[TEXT SHOWN]:
* start *

Our media trumpets for us, repeatedly, the new “War on Terror”. Yet, one never hears about the decades old battle we are losing–the “War on our Children’s Health”.

It all started out with television:

In 1978 the Federal Trade Commission attempted to ban all television ads directed at children 7 years and younger. Studies had concluded that young children could not tell the difference between TV programming and TV advertising–therefore not comprehending the real purpose of commercials. In fact the kids believed the advertising claims to be totally true (“if its on TV it must be true”). Michael Pertschuk, then head of the FTC (where are you now that we really need you?) argued that children needed to be protected from advertising that preyed upon their immaturity. Most progressive organizations supported this thinking wholeheartedly. Not good enough! Lobbyists representing the Nat’l Assoc. of Broadcasters, the toy manufacturers, and the Assoc. of Nat’l Advertisers aka “we donate to your election campaigns, you listen” attacked the plan with vigor. In April 1981 (3 months after “free market voodoo economics” Reagan’s inaugeration) an FTC staff report stated that such a ban on ads aimed at children would be impractical, thus virtually killing the proposal. Yet today’s typical American child spends, on average, 21 hours a week watching TV–thereby being “bombarded” with commercials pushing products to a) ruin their health, b) rot their teeth and gums, and c)empty their parents pocketbooks.

The fast food industry was not content at marketing their junk food to our kids through television, the internet, videos, publications, cartoons, playgrounds and movies. No, they wanted to get into our public education system as well! In 1993, District 11 of the Colorado Springs Public School system was experiencing what most public school systems face: lower education revenues, due to higher enrollments and less tax dollars. Now, before I discuss the “brilliant” District 11 solution, lets examine how further education dollars can be raised through sound, practical and healthy means. What if our gov’t reduced “overkill” defense spending, gutted the foolish “pork barrel” Strategic Defense Shield and transferred most of the above expenditures to the states to upgrade public education? Why not raise federal and state corporate taxes, lets say a teeny weeny bit? (By the way, federal corporate tax rates in 1950 topped off at around 49%–by 1995, due to loopholes in the tax code, they dropped to around 26%.) In states with no income tax, institute a 1 or 2% tax for corporations with over 100 employees, and a 1 or 2% tax on individuals earning in the top 1 or 2% of that state’s population–all for eduction improvements (how’s that “Mr. Education President”?). Just to set the record straight, in 1972 the top federal individual income tax rate was at 70%–its now around 39.6%. So I am sure that the top earners in this nation can afford to pay 1 or 2% higher in the name of our children’s education.

* end *

[PROBLEM STATEMENT]: Extend the essay on marketing to children past its final sentence. The entries that follow come from an unrelated source.

[LISTED ENTRIES]:
* start *

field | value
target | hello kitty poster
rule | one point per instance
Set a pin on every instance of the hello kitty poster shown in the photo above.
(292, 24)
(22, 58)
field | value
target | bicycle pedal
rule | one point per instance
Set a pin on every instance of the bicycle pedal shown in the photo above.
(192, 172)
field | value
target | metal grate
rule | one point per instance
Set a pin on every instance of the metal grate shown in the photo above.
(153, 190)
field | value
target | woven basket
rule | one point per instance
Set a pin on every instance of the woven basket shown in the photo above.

* end *

[RESULT FOR THIS EXERCISE]:
Back to “sur-reality”–here’s what District 11 did, which started a nationwide “epidemic”. They cut a deal with Burger King to allow the “Whopper” to place ads in school hallways and on the sides of school buses. The contract only netted the district $37,500 that year- a little more than $1.00 per student. So, in 1996, the district hired professional marketer Dan DeRose (a man who will go down in nutrition “infamy”). DeRose, through his company D&D Marketing of Pueblo CO, developed ad packages for corporate sponsors seeking to crack the public school market. For $12k a fast food company got 5 school bus ads, hallway ads in all 52 of the district’s schools, ads in the school newspapers, a stadium banner, commercials on the stadium PA system during games, and finally, free tickets to high school games for use as marketing inducements.

Within one year, DeRose had tripled the school district’s ad revenues. Then, in 1997, he brokered a 10 year deal with Coca-Cola, making Coke the district’s exclusive beverage supplier. Obviously, the monies “poured in’ almost as quickly as the soda “poured out”. The question is, at whose expense? Fact: children spend about 7 hours per day, 152 days per year, in school. Fact: they cannot “turn off” the fast food commericals on their internal school TV, or those same commercials on their hallway music station. And they cannot help but continually, each and everyday, gaze at the hallway ads as they go from classroom to classroom (talk about brainwashing). Then, factor in the vending machines at the school, the reason your little Johnny and Jan carry all those quarters. In those machines kids can choose from soda & candy bars laced with sugar (one soda contains about 10 teaspoons of sugar), plus caffeine drinks that can “wire” the most complacent child (and they complain about the behavior problems of today’s youth). Opponents to DeRose’s “Pandora’s box” argue that schoolchildren are a “captive audience” for marketeers, compelled by law to attend school and face this advertising “bombardment’ as a means of paying for their much so that the 1997 Kids Power Marketing Conference brochure stated “Discover your own river of revenues at the schoolhouse gates!” I kid you not!

So, what has been the “downslide’ of this slippery slope our “educators” now choose to climb? According to the Center for Science in the Public Interest, in 1978 the typical American teenage boy drank about 7 ozs. of soda each day- today he consumes nearly three times that amount! Soda consumption amongst teen girls has nearly doubled during that 1978-98 period. Many teenagers today drink 5 or more cans of soda per day- excessive soda consumption can lead to calcium deficiencies,which offer greater likelihood for bone fractures (hear that sports coaches?). In 1978 teenage boys drank as much milk as soda–now its twice as much soda as milk! Even toddlers have jumped onto this “junk bandwagon”. Studies now have shown that about one in five of our 1 and 2 year olds drink soda as well. Wait’ll they get to school!!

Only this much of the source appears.